===== Trecho =====
MARIZ É O GOVERNADOR VERSUS BURITY FOI O ESCOLHIDO...
Evandro da Nóbrega |
- Em algum lugar deste Crazybook (já não estou
mais achando onde foi, embora tenha copiado o conteúdo), o Dr. Ramalho Leite me
faz a seguinte indagação:
"Evandro amigo, me esclareça. Nas
suas memórias, Joacil Pereira afirma que Burity teria lhe telefonado de
Brasília anunciando sua própria escolha para governador.Tenho a impressão que
há equívoco de Joacil, pois Burity estava em João Pessoa quando foi anunciado.
O telefonema pode ter sido sobre a indicação do vice Clóvis Bezerra, pois o
anúncio ocorreu depois de um encontro entre Burity e Geisel. Se estou errado,
me esclareça pois estou pesquisando sobre o assunto. Abraços, RL".
Vai, agora, uma tentativa de resposta.
===== Dados fornecidos =====
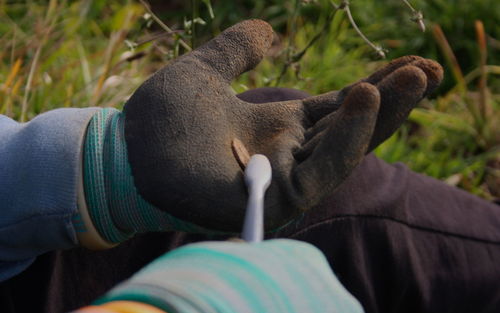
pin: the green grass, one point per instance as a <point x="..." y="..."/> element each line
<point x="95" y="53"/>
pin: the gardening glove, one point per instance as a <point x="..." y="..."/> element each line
=====
Tarefas =
(A) Por favor, transcreva o trecho sobre a escolha do governador a partir das palavras "MARIZ É O GOVERNADOR" e até "quando foi anunciado.", trocando "Brasília" por "Recife".
(B) Quais pessoas são mencionadas pelo nome no trecho sobre a escolha do governador? Cite cada uma só uma vez.
(C) Escreva a continuação do trecho sobre a escolha do governador, partindo da última frase dele.

Respostas por tarefa =
(A)
MARIZ É O GOVERNADOR VERSUS BURITY FOI O ESCOLHIDO...
Evandro da Nóbrega |
- Em algum lugar deste Crazybook (já não estou
mais achando onde foi, embora tenha copiado o conteúdo), o Dr. Ramalho Leite me
faz a seguinte indagação:
"Evandro amigo, me esclareça. Nas
suas memórias, Joacil Pereira afirma que Burity teria lhe telefonado de
Recife anunciando sua própria escolha para governador.Tenho a impressão que
há equívoco de Joacil, pois Burity estava em João Pessoa quando foi anunciado.

(B) Mariz, Burity, Evandro da Nóbrega, Ramalho Leite, Joacil Pereira, Clóvis Bezerra, Geisel

(C)
FOI DORMIR SACRAMENTADO
Prezzado Dr. Ramalho Leite: Sei que não
gosta de textos longos; mas, para se dizer tudo, e com justeza, há que muito se
escrever. A seguir, conto-lhe a história como de fato ocorreu.
No fatídico dia da escolha do professor
Tarcísio de Miranda Burity como candidato do regime ao Governo da Paraíba,
nosso grande amigo Antônio Marques da Silva Mariz (e muita gente boa) foi
dormir CONVICTO de que estaria sacramentado Governador - mesmo porque contava
com a simpatia e o quase ostensivo apoio de um dos esteios do sistema, o
general Golbery do Couto e Silva.
DESLIGADO DA TOMADA
Já tarde da noite, o degas aqui
achava-se ainda na Redação de O NORTE, como seu Editor-Geral, e elaborara por
último a principal notícia e a manchete de "front page": MARIZ É O
GOVERNADOR.
O próprio deputado Antônio Mariz me
telefonara de Brasília (DF), por volta de meia-noite, dizendo expressamente:
"Evandro, desculpe, já lhe dei todos os últimos detalhes e vou desligar o
telefone da parede, pois de outra forma não conseguirei dormir, com tanta gente
telefonando".
"PAREM AS ROTATIVAS!"...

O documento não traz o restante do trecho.